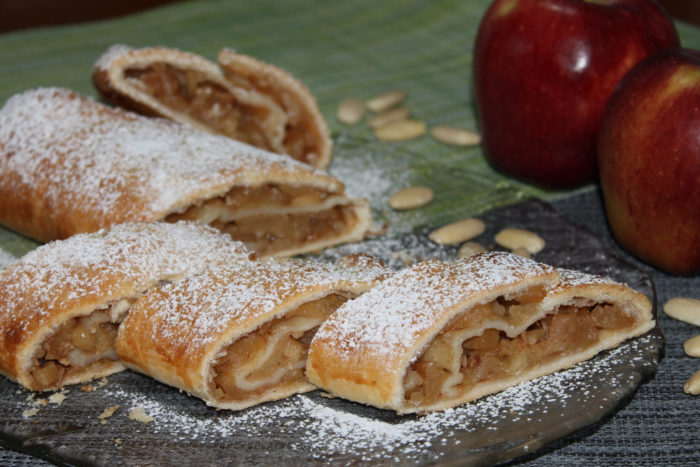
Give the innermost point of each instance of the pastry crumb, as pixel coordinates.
(139, 414)
(30, 412)
(108, 412)
(58, 397)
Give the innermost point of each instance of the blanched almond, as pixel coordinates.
(389, 116)
(411, 197)
(470, 249)
(522, 251)
(458, 232)
(351, 110)
(691, 347)
(692, 386)
(684, 309)
(520, 238)
(386, 100)
(401, 130)
(455, 136)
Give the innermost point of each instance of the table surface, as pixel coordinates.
(362, 48)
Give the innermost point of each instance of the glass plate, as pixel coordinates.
(65, 427)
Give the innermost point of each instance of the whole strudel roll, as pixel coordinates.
(440, 334)
(69, 165)
(251, 101)
(61, 304)
(239, 336)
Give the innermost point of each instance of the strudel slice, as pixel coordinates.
(239, 336)
(61, 304)
(441, 334)
(251, 101)
(69, 164)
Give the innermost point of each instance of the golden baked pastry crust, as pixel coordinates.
(251, 101)
(440, 334)
(69, 164)
(50, 298)
(237, 336)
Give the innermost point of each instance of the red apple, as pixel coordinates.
(649, 161)
(543, 70)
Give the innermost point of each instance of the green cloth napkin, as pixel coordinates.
(338, 49)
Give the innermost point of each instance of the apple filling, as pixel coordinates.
(274, 355)
(79, 345)
(457, 361)
(273, 218)
(248, 117)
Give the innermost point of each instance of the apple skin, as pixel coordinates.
(543, 71)
(649, 161)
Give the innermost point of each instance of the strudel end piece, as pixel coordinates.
(441, 334)
(69, 165)
(61, 304)
(251, 101)
(237, 337)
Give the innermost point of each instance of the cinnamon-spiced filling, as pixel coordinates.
(77, 345)
(455, 362)
(274, 355)
(272, 218)
(248, 116)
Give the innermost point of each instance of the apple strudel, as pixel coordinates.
(239, 336)
(61, 304)
(441, 334)
(250, 101)
(69, 164)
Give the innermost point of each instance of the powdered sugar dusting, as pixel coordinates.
(79, 156)
(337, 431)
(389, 318)
(193, 313)
(6, 258)
(96, 267)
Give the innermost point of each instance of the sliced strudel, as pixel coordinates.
(251, 101)
(239, 336)
(69, 164)
(441, 334)
(61, 304)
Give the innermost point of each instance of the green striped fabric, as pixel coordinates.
(338, 49)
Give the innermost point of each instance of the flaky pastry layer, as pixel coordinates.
(247, 100)
(441, 334)
(72, 165)
(236, 337)
(61, 304)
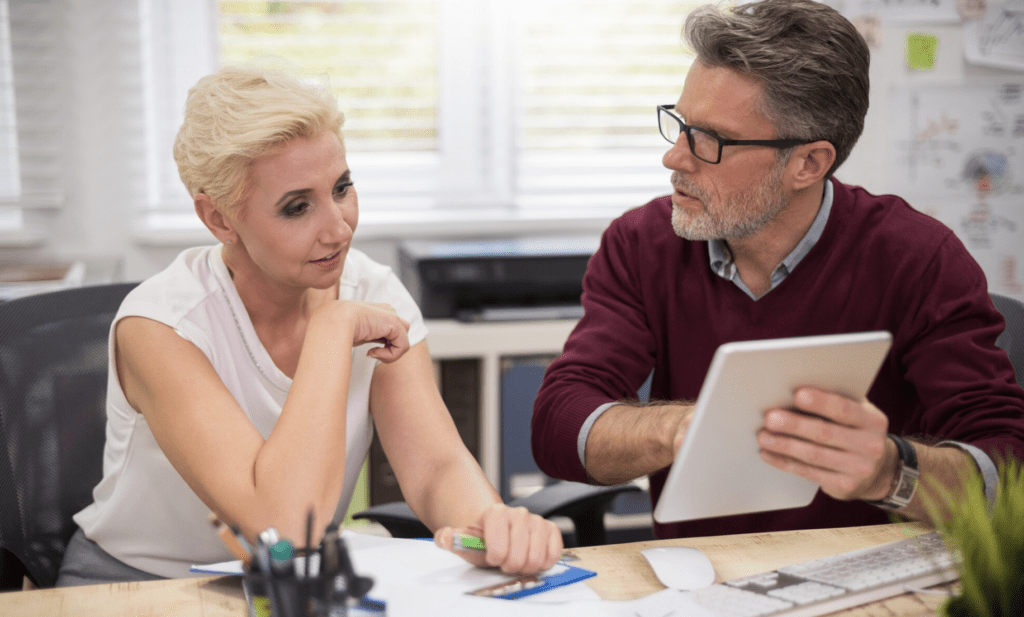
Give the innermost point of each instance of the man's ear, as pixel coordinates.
(215, 220)
(810, 163)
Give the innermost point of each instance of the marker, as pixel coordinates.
(464, 541)
(231, 540)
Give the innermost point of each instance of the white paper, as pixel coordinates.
(417, 578)
(996, 40)
(918, 11)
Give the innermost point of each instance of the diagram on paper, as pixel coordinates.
(962, 158)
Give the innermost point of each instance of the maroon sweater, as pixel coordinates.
(652, 302)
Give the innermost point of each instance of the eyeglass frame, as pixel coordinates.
(722, 141)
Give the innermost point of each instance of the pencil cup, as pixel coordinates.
(288, 596)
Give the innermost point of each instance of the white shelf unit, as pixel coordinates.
(489, 342)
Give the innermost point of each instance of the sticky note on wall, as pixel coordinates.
(921, 49)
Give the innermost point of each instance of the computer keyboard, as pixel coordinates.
(836, 582)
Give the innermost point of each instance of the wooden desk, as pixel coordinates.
(623, 574)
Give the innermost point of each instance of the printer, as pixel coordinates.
(497, 279)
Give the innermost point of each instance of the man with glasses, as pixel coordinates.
(759, 240)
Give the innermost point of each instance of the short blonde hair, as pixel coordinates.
(238, 115)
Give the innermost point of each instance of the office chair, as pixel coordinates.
(52, 421)
(1012, 339)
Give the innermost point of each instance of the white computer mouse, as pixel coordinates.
(681, 568)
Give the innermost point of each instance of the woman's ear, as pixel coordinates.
(812, 163)
(216, 221)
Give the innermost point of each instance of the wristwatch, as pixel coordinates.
(905, 481)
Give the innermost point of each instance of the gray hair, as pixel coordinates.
(811, 61)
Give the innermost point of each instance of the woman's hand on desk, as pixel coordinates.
(516, 540)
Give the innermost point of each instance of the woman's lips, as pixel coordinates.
(328, 262)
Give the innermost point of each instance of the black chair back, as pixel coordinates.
(52, 421)
(1012, 339)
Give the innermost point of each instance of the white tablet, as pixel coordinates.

_ _ _

• _PROBLEM DESCRIPTION_
Render the lines from the one containing "Give the innermost point of each instance of the gray" through the end of the data as a JSON list of strings, one string per line, omitting blank lines.

• _EXERCISE OUTPUT_
[
  "Give the innermost point of each instance of the gray hair, as pixel coordinates.",
  "(811, 61)",
  "Give the innermost point of each instance of the woman's hand on desk, as pixel coordinates.",
  "(516, 540)",
  "Give the innermost point of each instance of the woman's lips, as pixel coordinates.",
  "(328, 262)",
  "Give the innermost point of each instance of the black chair back, as pixel coordinates.",
  "(52, 421)",
  "(1012, 339)",
  "Give the innermost point of each instance of the white tablet, as pixel coordinates."
]